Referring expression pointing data
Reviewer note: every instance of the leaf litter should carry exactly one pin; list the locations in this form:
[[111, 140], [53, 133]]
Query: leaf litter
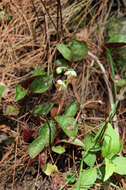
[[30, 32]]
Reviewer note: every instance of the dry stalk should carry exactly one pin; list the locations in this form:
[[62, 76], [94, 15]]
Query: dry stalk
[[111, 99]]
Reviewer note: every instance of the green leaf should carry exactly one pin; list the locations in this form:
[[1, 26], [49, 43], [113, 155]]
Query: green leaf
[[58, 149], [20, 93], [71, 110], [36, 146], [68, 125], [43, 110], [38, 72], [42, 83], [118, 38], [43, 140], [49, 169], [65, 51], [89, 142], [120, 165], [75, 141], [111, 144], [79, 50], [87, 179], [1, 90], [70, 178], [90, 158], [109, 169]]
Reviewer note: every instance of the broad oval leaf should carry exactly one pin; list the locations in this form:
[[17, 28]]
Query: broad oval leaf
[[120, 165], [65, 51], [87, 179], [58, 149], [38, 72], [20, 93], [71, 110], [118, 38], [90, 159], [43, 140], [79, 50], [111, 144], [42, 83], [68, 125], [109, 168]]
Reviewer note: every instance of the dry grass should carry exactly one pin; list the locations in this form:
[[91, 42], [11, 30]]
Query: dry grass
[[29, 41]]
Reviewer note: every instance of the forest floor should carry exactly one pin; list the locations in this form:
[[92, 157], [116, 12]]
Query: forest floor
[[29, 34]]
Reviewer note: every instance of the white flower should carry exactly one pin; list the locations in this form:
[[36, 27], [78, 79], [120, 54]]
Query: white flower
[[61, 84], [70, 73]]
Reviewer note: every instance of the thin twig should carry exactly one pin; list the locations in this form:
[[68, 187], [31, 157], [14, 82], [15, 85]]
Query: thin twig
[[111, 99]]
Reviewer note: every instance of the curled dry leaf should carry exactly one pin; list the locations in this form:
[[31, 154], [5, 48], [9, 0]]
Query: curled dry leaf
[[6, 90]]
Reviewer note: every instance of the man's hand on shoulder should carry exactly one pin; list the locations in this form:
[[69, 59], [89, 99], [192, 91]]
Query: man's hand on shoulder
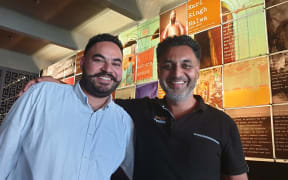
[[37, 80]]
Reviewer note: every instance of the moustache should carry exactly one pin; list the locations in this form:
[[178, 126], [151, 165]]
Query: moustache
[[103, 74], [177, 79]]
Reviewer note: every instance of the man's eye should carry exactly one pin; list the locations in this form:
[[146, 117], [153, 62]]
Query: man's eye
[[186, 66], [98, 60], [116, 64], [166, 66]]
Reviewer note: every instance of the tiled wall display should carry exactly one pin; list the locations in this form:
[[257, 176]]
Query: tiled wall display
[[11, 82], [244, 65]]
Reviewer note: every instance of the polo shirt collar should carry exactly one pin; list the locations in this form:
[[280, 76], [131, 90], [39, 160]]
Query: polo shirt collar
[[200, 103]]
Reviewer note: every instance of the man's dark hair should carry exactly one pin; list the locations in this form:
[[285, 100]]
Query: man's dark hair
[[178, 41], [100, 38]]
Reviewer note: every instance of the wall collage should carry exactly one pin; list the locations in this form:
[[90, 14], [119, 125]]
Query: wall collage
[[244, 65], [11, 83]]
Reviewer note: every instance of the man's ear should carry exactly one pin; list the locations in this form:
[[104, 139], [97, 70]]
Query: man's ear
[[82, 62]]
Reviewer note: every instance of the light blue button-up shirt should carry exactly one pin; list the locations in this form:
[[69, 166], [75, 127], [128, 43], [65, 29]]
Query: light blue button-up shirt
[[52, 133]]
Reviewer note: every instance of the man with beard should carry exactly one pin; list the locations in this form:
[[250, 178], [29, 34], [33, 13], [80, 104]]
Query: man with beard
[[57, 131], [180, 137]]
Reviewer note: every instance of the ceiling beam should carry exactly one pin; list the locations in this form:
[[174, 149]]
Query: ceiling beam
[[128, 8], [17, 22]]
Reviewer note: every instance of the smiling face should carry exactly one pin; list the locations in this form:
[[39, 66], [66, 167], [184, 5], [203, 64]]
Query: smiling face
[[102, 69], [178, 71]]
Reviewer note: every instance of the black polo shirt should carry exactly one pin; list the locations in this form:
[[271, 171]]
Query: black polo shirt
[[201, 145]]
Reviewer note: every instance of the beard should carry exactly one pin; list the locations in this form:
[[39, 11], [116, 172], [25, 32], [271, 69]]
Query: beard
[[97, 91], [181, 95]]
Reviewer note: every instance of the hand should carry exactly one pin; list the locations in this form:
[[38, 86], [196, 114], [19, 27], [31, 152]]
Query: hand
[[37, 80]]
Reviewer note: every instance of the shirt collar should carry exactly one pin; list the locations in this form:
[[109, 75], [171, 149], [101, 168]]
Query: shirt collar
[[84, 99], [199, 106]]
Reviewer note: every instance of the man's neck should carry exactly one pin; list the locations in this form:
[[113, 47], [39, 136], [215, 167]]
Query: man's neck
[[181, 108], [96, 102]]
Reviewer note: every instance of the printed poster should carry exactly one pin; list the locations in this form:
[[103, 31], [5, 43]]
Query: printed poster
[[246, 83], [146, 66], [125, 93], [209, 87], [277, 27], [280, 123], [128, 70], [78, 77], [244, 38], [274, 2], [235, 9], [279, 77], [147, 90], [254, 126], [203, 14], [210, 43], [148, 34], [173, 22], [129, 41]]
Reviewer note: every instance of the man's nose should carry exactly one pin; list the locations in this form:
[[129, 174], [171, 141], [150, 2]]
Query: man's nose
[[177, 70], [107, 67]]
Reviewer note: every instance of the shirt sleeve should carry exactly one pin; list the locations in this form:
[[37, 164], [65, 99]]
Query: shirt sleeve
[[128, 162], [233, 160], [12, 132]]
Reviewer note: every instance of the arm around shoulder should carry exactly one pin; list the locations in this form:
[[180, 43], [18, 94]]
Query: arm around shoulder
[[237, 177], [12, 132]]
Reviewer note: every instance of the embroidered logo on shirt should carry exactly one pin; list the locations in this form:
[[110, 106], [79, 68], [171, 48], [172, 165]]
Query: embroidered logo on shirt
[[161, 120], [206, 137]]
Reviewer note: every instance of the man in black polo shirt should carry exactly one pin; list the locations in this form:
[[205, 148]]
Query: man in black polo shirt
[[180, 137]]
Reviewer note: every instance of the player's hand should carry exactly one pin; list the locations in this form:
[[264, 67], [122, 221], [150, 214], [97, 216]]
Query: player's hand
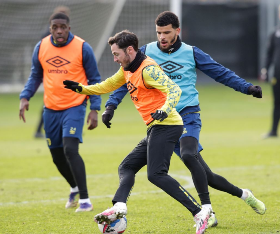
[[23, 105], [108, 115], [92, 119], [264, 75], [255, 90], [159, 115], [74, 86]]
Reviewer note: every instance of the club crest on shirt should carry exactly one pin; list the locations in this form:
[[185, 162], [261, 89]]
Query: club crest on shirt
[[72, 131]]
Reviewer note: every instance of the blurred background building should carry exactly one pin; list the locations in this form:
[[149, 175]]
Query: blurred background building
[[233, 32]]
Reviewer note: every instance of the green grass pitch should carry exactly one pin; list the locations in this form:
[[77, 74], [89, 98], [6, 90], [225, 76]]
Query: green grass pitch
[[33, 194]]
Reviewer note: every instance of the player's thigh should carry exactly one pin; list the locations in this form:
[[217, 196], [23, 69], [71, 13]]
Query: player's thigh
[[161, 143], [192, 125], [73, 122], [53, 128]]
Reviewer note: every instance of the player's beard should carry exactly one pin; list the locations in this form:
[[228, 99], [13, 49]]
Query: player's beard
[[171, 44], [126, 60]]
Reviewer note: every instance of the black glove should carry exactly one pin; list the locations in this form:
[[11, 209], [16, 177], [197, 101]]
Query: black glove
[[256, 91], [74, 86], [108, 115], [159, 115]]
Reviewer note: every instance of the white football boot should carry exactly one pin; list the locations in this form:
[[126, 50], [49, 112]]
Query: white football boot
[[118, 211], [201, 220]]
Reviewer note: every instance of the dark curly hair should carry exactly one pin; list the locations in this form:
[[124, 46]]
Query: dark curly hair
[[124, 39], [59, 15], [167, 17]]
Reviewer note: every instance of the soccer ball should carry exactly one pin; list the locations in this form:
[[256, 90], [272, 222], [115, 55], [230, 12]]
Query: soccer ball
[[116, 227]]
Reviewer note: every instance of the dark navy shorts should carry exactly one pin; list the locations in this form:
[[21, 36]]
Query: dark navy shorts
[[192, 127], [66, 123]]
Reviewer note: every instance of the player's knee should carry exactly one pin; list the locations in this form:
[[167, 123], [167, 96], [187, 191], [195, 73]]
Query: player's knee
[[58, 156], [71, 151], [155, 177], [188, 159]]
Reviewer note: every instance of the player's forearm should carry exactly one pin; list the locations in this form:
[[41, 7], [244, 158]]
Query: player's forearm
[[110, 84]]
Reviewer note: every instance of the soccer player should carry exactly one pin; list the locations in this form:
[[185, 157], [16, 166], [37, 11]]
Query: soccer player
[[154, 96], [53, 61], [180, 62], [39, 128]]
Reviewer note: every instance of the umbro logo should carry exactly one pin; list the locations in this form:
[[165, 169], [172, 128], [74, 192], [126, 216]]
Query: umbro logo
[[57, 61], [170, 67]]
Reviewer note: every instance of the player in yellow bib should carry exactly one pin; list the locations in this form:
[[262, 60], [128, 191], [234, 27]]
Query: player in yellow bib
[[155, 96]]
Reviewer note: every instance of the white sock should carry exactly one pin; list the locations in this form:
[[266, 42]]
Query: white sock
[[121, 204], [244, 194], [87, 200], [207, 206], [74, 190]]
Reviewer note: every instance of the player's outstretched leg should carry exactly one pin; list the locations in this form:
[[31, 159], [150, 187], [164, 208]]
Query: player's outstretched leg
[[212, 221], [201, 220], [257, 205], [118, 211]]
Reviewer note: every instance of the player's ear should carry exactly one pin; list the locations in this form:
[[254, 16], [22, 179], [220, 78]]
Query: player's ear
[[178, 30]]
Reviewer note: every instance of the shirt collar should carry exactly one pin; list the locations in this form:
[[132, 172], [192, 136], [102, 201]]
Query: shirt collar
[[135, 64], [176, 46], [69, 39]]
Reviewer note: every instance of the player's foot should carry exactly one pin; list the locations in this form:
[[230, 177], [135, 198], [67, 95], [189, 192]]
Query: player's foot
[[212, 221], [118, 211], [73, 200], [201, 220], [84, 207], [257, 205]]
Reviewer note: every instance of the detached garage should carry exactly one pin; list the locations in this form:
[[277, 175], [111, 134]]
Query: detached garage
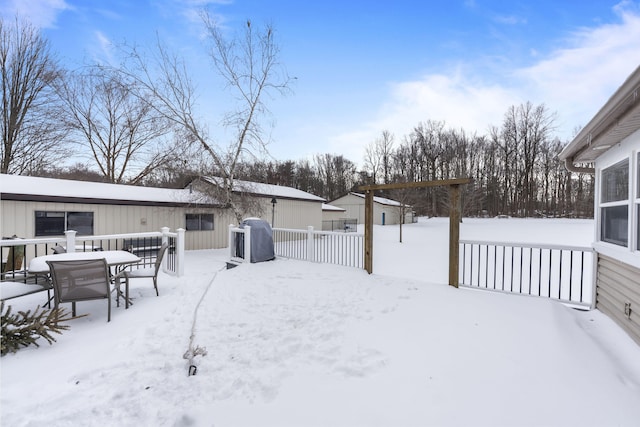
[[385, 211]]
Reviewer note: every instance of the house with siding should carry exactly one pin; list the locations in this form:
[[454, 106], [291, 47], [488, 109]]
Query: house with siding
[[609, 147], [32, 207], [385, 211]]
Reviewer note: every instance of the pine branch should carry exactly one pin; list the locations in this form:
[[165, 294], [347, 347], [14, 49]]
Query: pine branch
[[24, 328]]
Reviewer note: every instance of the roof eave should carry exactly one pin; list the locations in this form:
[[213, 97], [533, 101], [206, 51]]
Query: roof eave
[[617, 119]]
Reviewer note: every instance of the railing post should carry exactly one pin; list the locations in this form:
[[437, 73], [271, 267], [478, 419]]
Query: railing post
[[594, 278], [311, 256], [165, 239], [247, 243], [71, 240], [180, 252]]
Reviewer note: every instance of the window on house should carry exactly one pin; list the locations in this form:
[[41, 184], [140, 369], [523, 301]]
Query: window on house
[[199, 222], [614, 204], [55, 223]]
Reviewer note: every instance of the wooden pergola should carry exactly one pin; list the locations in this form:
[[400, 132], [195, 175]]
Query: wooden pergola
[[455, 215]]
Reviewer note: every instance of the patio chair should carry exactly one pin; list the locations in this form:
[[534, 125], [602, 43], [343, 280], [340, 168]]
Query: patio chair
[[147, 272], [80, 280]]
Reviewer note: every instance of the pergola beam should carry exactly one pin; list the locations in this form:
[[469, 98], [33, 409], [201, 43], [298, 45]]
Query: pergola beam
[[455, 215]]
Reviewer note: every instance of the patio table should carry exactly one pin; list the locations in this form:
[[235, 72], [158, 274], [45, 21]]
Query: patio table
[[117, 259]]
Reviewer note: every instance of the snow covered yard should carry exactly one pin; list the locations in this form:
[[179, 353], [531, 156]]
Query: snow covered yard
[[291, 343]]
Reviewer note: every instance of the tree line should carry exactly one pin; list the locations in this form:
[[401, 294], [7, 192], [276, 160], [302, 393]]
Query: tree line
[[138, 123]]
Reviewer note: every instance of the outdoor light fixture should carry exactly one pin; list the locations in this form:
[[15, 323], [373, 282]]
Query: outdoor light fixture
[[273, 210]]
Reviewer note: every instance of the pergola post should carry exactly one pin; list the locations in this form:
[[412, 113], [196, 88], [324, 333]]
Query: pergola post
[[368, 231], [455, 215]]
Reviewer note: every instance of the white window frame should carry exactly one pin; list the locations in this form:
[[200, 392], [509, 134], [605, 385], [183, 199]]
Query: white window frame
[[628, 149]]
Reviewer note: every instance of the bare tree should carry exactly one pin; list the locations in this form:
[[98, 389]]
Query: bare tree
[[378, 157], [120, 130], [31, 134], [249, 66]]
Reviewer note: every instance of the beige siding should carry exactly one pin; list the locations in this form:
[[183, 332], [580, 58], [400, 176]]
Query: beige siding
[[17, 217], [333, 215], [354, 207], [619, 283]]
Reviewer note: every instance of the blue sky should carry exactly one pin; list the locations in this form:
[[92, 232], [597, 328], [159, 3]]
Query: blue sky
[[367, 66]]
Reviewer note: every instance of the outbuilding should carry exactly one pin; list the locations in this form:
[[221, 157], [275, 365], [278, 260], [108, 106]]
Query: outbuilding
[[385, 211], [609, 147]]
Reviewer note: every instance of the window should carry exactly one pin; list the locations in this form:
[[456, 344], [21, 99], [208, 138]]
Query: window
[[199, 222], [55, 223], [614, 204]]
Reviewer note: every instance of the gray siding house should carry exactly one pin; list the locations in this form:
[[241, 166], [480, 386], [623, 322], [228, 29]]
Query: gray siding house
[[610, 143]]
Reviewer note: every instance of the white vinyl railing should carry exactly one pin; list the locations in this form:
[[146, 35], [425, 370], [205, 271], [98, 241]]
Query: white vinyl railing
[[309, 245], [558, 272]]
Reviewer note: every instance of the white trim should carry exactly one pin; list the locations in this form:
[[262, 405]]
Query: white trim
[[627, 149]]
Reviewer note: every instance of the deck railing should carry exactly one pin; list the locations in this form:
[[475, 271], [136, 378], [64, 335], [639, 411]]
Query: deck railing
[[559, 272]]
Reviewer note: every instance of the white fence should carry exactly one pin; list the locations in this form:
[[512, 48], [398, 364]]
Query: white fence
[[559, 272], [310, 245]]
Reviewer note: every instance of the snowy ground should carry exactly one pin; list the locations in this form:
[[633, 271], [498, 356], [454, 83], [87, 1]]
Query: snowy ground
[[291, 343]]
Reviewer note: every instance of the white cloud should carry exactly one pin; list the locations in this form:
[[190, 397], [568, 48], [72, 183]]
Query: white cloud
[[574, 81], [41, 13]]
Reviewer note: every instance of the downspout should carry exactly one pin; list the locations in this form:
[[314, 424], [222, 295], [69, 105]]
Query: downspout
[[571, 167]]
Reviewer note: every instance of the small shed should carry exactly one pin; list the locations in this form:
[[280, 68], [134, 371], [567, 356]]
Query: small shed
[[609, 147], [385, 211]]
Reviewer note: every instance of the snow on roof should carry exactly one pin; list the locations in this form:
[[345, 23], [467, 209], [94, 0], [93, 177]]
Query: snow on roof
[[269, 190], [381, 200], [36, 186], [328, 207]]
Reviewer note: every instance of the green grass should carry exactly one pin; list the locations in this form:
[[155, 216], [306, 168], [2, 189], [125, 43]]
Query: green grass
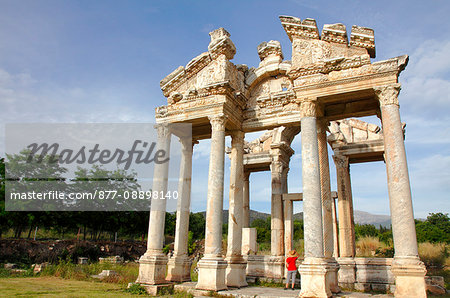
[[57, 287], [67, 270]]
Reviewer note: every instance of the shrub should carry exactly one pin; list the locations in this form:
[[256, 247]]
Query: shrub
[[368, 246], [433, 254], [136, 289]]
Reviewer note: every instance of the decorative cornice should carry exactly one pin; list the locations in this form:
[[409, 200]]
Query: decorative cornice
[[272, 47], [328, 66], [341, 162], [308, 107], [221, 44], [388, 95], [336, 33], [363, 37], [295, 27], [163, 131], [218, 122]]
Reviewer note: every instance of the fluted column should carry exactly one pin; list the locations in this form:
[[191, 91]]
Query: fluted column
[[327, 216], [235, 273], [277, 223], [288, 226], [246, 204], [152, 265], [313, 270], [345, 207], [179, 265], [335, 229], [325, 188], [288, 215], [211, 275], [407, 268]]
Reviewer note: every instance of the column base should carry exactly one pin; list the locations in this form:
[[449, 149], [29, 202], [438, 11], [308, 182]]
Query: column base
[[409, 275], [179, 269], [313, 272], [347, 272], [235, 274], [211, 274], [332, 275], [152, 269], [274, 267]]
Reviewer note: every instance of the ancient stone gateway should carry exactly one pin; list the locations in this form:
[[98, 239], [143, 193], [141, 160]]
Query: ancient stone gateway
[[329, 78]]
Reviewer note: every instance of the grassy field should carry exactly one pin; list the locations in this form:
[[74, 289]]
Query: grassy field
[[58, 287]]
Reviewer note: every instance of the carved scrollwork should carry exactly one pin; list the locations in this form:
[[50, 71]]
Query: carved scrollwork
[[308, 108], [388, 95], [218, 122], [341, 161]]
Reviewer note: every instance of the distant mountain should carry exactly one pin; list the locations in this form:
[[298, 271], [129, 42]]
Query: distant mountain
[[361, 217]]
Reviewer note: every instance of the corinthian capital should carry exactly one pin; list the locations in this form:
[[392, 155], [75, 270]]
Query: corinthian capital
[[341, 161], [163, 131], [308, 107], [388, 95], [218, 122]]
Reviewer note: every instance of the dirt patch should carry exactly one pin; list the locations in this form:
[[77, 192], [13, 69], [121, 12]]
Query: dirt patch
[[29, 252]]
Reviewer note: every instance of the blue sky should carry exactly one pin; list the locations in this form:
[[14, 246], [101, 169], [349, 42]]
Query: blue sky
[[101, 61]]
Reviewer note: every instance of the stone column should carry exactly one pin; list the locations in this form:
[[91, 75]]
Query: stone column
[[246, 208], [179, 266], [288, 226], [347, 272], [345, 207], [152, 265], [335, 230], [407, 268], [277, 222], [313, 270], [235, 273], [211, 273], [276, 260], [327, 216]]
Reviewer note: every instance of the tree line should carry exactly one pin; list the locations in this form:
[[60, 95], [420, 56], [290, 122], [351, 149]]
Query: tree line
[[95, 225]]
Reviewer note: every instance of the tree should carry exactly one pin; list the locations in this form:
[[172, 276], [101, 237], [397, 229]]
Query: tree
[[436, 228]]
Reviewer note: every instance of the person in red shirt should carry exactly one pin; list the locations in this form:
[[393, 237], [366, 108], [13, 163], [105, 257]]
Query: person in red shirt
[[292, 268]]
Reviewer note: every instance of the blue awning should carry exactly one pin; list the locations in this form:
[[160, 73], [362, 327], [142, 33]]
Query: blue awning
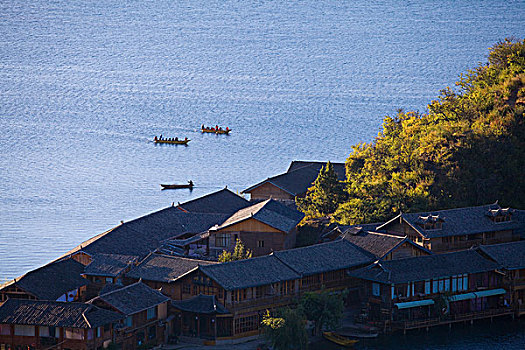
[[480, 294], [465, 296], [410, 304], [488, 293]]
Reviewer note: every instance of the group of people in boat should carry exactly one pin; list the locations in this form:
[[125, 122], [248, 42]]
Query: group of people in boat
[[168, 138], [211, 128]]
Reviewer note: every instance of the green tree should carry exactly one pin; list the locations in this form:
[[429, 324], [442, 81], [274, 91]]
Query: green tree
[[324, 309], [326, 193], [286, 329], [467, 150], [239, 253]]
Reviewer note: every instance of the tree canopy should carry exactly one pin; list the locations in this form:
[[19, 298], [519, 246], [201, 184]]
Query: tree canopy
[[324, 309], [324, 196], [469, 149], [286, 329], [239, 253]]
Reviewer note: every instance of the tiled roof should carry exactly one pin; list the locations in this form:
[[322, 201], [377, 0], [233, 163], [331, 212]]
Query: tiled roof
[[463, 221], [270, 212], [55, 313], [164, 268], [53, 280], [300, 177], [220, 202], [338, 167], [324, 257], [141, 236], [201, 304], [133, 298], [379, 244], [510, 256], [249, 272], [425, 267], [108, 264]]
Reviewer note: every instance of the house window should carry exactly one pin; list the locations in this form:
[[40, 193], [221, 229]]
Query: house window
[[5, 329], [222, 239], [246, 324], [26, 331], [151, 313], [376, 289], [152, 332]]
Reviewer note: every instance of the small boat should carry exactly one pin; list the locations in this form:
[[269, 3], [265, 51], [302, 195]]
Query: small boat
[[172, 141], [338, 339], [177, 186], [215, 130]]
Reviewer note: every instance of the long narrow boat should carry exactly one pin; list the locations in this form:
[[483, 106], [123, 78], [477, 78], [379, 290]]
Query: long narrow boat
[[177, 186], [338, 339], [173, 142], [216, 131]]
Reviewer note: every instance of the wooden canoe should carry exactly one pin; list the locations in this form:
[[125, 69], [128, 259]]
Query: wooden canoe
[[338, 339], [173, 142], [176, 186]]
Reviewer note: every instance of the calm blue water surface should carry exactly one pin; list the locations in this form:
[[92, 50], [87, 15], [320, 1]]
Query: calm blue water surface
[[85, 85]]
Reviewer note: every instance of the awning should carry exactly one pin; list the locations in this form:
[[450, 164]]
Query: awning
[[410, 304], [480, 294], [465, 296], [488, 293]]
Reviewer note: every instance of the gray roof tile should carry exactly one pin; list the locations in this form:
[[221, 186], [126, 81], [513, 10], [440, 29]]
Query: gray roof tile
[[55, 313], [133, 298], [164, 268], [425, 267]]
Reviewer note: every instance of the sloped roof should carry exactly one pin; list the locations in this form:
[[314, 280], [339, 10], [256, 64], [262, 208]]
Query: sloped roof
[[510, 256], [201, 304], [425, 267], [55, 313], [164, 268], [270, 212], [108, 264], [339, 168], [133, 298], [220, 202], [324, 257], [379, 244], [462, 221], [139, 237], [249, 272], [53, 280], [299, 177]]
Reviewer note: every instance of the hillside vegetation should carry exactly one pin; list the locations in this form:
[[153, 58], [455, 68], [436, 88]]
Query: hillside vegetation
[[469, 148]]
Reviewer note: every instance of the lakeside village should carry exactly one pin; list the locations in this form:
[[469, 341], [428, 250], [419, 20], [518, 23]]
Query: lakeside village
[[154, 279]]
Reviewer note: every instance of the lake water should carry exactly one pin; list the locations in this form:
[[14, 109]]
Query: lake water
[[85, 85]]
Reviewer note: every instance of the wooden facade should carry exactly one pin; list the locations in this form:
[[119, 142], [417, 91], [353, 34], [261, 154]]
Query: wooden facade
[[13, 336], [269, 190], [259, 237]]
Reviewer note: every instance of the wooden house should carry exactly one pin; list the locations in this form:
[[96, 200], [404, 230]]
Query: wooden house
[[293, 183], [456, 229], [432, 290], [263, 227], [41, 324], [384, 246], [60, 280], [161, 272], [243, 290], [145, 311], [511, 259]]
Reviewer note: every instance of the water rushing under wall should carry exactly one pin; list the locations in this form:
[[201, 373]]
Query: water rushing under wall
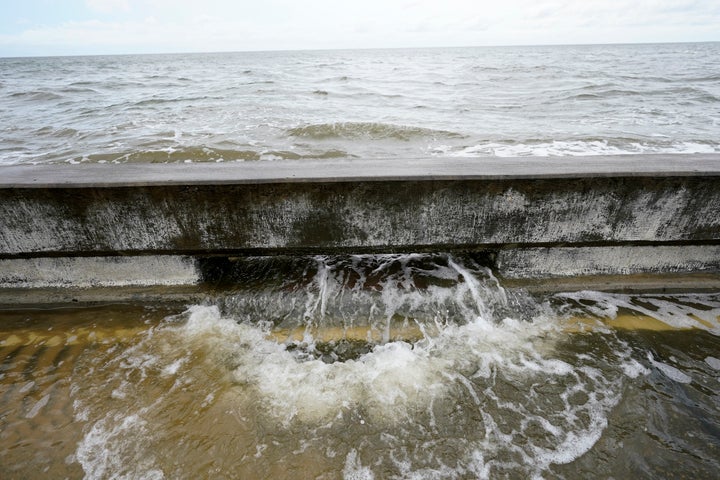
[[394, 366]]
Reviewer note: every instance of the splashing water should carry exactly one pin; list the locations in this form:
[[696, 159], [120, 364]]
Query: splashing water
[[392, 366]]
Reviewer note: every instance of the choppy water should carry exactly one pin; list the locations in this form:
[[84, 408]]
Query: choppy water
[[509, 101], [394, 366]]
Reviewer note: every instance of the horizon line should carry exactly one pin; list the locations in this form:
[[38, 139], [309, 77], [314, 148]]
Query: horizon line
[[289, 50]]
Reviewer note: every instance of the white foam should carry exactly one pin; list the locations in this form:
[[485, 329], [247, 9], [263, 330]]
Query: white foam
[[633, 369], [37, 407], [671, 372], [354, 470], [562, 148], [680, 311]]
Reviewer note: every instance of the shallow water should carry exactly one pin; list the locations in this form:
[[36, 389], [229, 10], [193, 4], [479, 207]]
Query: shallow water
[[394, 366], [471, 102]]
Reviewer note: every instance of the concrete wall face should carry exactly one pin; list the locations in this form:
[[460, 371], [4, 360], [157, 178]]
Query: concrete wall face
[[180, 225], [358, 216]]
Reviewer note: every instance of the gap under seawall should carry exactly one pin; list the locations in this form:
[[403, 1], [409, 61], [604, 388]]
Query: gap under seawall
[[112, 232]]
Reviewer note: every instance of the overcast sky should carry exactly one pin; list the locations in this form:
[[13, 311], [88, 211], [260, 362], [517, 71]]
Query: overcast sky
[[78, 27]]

### YOUR ASSIGNMENT
Begin at the first line of the entries and stop after the line holding "[[1, 26], [49, 43], [113, 155]]"; repeat those lines exactly, but not the pictures.

### SOLUTION
Reviewer note: every instance of the leaf litter should carry exactly one pin; list the locations in this form:
[[111, 140], [53, 133]]
Query: leaf litter
[[30, 32]]
Reviewer note: every instance of the dry stalk should carry exactly one pin; list the locations in this form:
[[62, 76], [94, 15]]
Query: dry stalk
[[111, 99]]
Reviewer note: every instance of the green leaf should carry exactly one pin; list the locations in this form:
[[1, 26], [49, 43], [113, 155]]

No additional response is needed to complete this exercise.